WHAT NEEDS TO BE DONE: Please keep to the lines below from the one with "Phrase: decorative object on wall" through the one with "Phrase: dark wooden door", and restate them word for word, ends included.

RECORD EXCERPTS:
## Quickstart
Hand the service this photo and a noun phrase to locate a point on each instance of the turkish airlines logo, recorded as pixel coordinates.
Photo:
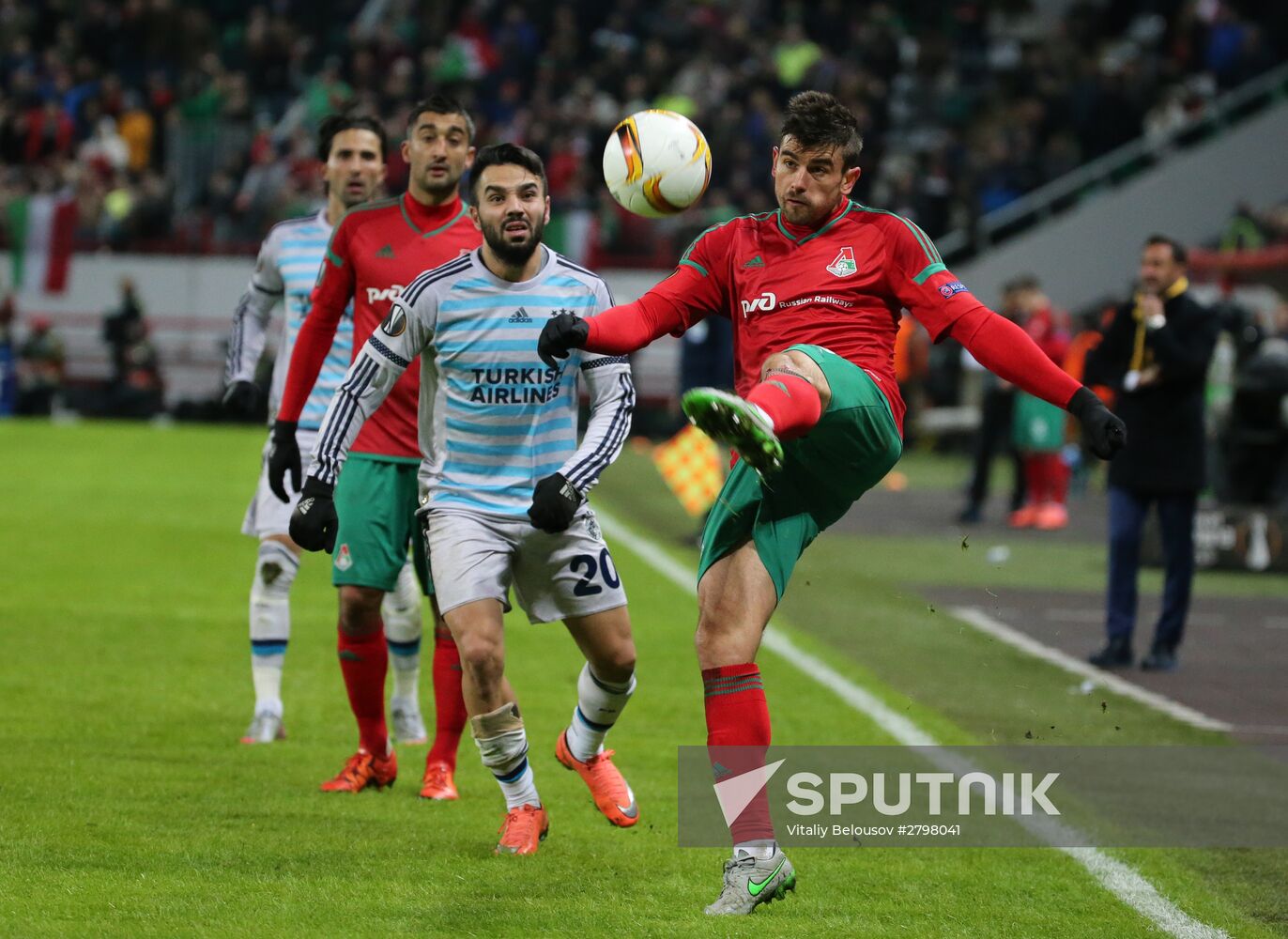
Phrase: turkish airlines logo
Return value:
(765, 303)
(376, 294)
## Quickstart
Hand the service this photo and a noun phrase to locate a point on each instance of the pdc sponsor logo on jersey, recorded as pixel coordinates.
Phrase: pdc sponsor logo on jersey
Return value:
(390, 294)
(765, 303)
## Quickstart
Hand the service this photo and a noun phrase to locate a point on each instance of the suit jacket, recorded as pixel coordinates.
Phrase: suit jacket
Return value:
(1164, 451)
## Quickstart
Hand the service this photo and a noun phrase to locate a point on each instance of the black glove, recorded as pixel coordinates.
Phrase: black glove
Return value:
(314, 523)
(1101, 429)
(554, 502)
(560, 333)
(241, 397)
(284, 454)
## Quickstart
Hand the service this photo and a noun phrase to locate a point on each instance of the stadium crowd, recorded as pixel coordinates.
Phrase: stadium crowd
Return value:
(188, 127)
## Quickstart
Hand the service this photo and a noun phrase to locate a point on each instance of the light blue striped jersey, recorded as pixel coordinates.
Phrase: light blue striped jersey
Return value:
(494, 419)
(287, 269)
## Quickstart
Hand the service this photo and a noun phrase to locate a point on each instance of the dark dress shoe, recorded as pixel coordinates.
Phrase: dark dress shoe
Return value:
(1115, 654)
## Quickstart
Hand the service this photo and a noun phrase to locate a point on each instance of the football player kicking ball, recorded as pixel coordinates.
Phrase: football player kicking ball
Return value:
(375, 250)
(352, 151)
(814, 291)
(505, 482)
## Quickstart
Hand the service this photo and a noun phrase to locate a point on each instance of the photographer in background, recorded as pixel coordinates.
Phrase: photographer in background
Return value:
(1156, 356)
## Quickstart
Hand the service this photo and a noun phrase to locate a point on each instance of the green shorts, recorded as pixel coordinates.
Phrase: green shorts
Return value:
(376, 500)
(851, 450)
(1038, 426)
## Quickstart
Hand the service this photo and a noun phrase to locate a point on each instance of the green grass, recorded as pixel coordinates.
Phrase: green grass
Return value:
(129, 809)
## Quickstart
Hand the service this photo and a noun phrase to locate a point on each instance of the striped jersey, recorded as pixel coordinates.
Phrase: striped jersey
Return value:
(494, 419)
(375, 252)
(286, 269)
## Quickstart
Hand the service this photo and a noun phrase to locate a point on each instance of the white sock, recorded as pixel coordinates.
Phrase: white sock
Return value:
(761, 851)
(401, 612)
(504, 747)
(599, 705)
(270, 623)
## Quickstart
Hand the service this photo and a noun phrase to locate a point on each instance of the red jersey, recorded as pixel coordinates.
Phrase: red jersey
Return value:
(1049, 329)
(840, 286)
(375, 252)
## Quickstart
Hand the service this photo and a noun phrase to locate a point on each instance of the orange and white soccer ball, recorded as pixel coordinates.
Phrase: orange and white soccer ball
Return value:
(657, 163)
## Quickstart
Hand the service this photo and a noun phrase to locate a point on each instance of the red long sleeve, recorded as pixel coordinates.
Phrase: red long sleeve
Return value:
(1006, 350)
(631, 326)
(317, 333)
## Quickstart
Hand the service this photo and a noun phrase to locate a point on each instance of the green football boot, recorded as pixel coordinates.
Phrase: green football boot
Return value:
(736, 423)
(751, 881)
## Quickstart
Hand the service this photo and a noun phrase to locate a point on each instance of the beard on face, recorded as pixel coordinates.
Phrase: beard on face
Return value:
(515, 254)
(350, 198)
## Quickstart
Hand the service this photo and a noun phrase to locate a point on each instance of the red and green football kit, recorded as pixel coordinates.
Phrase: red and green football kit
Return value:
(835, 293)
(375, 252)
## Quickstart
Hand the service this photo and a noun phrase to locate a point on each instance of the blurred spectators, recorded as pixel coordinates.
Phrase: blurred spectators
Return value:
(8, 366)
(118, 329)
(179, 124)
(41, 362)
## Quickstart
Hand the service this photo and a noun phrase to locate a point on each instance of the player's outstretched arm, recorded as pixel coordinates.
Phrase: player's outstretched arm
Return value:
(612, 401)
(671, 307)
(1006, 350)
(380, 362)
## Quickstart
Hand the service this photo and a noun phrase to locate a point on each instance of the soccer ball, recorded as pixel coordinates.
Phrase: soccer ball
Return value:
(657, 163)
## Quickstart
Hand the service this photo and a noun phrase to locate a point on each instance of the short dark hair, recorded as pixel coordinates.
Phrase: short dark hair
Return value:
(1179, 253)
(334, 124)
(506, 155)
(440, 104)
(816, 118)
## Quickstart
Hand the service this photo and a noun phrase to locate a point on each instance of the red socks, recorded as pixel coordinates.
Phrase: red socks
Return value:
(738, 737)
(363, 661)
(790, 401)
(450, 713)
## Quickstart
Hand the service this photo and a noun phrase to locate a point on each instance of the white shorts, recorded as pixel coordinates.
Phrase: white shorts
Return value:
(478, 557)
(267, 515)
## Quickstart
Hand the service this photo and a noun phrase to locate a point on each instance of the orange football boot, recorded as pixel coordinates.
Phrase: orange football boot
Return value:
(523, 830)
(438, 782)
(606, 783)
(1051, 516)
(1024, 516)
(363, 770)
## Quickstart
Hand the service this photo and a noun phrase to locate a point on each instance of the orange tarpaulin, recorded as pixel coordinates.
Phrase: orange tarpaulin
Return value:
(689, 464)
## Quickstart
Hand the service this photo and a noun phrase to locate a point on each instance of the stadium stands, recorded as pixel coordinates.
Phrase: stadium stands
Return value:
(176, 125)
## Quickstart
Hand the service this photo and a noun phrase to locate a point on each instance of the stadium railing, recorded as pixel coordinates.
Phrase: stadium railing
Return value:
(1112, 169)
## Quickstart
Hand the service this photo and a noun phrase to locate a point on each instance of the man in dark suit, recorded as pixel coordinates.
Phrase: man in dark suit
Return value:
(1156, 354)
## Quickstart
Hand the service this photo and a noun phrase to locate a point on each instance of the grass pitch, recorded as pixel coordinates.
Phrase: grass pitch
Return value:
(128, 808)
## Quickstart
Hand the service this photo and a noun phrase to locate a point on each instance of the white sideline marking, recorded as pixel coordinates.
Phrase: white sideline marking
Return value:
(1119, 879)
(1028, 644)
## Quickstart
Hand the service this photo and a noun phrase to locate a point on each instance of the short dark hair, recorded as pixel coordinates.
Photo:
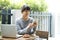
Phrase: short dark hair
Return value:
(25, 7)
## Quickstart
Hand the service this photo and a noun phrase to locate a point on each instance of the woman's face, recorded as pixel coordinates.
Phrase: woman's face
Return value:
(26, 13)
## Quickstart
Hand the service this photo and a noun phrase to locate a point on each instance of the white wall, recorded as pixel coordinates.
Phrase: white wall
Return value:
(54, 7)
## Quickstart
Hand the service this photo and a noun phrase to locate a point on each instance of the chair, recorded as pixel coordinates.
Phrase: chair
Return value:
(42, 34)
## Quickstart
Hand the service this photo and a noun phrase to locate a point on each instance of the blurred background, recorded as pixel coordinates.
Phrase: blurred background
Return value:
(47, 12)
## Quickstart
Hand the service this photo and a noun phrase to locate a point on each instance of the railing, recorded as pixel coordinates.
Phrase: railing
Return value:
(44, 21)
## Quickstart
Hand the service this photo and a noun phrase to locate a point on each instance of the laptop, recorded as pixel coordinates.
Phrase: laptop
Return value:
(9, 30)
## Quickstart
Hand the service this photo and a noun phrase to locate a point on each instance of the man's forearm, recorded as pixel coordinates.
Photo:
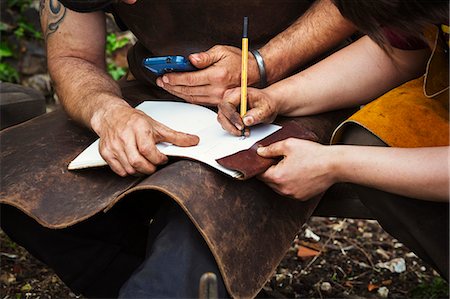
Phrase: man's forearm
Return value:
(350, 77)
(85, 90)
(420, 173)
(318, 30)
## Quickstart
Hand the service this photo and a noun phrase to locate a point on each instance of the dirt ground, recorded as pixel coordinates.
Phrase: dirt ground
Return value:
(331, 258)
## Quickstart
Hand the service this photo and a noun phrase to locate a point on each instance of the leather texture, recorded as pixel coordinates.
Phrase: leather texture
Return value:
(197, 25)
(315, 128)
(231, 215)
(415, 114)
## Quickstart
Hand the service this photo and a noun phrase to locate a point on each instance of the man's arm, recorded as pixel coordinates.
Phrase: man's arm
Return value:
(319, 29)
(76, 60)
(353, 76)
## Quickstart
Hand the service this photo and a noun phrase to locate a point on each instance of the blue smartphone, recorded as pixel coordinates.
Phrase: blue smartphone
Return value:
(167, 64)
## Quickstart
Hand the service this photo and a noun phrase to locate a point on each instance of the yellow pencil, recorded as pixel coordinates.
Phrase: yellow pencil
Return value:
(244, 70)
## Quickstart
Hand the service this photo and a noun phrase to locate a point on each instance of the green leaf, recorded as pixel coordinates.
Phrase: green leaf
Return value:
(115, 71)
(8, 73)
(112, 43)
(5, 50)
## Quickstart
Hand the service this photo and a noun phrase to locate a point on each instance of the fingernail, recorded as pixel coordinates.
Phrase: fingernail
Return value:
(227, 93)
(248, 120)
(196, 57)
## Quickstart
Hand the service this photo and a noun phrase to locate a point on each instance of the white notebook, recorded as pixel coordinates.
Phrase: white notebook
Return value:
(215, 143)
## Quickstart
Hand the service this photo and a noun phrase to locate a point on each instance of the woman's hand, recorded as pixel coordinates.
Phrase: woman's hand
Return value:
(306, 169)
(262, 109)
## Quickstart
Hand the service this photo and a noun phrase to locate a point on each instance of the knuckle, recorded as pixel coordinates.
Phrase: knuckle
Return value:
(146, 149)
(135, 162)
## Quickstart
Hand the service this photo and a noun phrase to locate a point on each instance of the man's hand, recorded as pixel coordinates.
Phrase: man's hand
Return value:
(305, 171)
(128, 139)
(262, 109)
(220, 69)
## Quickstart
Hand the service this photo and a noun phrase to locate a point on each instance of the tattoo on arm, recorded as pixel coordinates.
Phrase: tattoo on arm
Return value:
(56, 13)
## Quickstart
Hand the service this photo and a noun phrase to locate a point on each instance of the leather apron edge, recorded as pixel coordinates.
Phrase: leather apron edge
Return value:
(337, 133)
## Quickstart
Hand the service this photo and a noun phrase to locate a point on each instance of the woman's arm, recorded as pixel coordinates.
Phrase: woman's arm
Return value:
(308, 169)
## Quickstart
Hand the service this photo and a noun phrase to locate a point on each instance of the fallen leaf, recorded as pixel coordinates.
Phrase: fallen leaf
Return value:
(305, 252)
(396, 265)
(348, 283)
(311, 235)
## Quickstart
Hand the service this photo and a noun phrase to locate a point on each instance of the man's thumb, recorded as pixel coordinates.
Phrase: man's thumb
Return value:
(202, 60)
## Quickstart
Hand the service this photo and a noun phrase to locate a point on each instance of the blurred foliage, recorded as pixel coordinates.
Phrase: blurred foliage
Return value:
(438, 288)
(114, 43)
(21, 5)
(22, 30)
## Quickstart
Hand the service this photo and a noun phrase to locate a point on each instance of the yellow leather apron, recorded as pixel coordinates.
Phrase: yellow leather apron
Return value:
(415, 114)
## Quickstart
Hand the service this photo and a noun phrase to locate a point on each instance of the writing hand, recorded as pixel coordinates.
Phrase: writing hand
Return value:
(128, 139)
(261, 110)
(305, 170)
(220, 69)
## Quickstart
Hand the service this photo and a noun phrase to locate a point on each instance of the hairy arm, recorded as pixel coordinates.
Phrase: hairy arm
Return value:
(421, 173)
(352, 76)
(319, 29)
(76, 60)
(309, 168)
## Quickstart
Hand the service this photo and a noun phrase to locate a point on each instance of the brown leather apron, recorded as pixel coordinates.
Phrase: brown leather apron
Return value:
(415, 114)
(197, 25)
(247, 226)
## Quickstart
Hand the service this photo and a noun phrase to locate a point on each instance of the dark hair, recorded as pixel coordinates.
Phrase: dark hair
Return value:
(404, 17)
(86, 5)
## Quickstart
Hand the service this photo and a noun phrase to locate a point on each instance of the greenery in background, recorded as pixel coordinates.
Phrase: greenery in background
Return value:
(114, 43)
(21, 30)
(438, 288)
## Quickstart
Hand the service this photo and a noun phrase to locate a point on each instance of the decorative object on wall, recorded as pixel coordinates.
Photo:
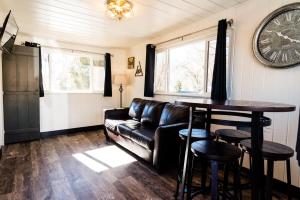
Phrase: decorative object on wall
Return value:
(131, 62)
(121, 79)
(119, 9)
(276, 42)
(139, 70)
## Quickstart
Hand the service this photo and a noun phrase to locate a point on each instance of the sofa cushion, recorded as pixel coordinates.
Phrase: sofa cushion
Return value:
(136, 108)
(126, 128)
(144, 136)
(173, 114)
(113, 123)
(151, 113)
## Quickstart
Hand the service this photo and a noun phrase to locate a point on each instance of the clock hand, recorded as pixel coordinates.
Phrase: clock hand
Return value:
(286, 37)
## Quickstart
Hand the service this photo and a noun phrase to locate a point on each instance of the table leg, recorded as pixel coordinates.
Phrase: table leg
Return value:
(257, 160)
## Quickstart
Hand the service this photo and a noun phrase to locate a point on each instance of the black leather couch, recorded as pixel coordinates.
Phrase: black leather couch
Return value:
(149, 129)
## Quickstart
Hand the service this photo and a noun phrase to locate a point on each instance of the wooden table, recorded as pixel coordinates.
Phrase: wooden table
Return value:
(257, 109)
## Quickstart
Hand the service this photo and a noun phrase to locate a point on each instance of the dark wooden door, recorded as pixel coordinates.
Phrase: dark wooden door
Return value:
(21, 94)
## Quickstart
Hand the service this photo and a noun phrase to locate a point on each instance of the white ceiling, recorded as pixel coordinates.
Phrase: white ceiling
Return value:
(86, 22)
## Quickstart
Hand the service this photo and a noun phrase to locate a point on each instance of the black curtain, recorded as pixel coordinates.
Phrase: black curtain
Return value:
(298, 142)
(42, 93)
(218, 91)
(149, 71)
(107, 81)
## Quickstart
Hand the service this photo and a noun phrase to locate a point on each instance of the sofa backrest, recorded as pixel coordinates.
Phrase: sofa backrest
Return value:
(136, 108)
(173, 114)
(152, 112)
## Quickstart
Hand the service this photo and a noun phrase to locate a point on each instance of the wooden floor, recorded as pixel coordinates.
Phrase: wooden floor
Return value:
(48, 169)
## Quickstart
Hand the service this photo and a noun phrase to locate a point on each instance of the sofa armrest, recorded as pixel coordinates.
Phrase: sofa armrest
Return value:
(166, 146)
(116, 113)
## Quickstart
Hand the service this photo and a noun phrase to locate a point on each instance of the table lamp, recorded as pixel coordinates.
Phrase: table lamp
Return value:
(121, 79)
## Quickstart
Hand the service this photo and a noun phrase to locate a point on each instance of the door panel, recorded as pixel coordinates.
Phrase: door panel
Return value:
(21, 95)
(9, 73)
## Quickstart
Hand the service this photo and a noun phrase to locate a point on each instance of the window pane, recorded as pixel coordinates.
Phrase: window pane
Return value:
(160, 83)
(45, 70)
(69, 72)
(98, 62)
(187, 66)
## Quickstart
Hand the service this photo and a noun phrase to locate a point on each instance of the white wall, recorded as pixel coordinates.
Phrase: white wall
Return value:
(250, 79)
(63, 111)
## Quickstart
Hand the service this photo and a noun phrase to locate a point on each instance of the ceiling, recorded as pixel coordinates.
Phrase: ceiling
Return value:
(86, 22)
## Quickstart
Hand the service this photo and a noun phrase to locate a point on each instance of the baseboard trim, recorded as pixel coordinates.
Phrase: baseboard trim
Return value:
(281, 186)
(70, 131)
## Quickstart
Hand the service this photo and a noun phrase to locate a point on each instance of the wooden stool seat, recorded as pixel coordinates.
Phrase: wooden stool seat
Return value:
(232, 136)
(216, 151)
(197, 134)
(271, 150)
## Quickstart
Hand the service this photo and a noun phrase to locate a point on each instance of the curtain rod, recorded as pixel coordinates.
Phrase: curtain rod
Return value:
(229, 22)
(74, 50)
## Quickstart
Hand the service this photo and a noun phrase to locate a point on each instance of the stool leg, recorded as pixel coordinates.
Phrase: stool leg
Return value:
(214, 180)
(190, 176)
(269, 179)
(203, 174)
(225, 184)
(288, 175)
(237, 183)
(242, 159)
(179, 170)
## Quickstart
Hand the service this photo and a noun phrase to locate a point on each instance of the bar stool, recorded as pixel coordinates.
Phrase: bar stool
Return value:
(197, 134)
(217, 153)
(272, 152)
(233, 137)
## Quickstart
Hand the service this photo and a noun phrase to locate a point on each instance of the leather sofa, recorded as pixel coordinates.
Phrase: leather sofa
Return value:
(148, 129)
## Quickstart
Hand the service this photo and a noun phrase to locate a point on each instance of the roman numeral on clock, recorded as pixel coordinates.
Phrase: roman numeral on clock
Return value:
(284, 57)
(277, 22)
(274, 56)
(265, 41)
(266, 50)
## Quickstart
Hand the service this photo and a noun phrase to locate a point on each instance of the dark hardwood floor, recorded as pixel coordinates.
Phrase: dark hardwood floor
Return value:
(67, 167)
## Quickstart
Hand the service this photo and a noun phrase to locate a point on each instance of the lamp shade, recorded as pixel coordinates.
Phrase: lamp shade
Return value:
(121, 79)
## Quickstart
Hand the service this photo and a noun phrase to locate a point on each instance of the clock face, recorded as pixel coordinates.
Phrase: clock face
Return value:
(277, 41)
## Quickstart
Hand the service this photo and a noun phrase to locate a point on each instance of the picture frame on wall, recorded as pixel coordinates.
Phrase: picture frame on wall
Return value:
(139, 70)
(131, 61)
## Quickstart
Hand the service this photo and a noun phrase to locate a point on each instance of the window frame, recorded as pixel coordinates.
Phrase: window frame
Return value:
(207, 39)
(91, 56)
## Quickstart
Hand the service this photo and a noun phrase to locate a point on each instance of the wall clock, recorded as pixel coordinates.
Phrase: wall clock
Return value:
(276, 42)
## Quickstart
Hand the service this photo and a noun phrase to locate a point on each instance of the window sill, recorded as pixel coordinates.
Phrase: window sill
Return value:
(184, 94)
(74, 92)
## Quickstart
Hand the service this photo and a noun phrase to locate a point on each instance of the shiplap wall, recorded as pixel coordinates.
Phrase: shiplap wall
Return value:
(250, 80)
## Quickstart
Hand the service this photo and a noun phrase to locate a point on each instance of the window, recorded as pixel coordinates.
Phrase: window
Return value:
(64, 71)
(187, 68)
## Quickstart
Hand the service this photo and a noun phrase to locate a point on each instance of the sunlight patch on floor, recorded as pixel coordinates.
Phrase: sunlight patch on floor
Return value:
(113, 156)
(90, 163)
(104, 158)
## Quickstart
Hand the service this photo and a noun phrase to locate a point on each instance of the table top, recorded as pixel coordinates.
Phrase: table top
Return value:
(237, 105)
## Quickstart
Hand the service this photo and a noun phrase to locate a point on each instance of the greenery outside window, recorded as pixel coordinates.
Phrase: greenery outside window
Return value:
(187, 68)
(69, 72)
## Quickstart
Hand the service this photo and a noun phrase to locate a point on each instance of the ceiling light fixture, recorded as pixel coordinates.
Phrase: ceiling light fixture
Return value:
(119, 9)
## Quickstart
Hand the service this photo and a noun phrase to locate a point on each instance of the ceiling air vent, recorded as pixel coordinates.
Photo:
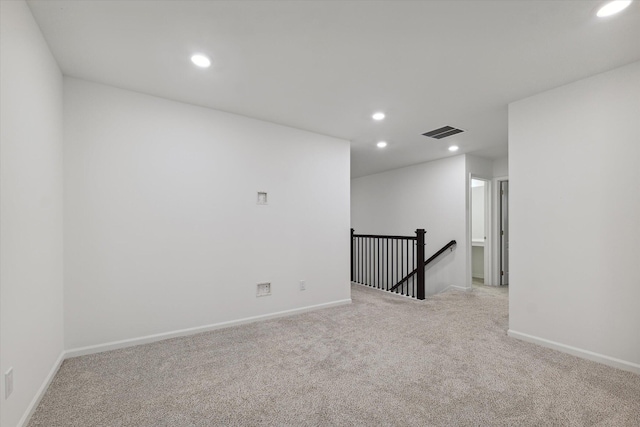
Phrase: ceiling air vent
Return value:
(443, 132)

EXERCISE ANSWER:
Phrase: decorative object on wall
Return value:
(131, 62)
(121, 79)
(119, 9)
(276, 42)
(139, 70)
## Quickstart
Hand the service this photo and a noun phrase to locate a point on each instance of the sofa cushion, recorded as pixel coordinates.
Phrase: sofa cushion
Return value:
(136, 108)
(126, 128)
(144, 136)
(173, 114)
(113, 123)
(151, 113)
## Quickstart
Hand the service this photo and a noun phrase to locate a point on each instance of the clock hand, recorded as pixel coordinates.
Phrase: clock hand
Return value:
(286, 37)
## Quickstart
Hand the service this photo and a noun phrase to locate a point on each instance of the table leg, recorded as pixel coordinates.
Phrase: table leg
Return value:
(257, 160)
## Quickstart
Hand the service this photo and a noun phrase to locate a point on each instance of the black leather couch, recorded as pixel coordinates.
Phrase: black leather couch
Return value:
(149, 129)
## Quickstart
Hand the service this photo and a noun phrase to locate a point on each instance of the wooden table, recorded as pixel coordinates.
Phrase: wooden table
Return value:
(257, 109)
## Quickstart
Hand the service this photo and a noun phrase to locate a point on each instance of the dark wooden door, recorded as pixel coordinates.
Phrase: dark wooden door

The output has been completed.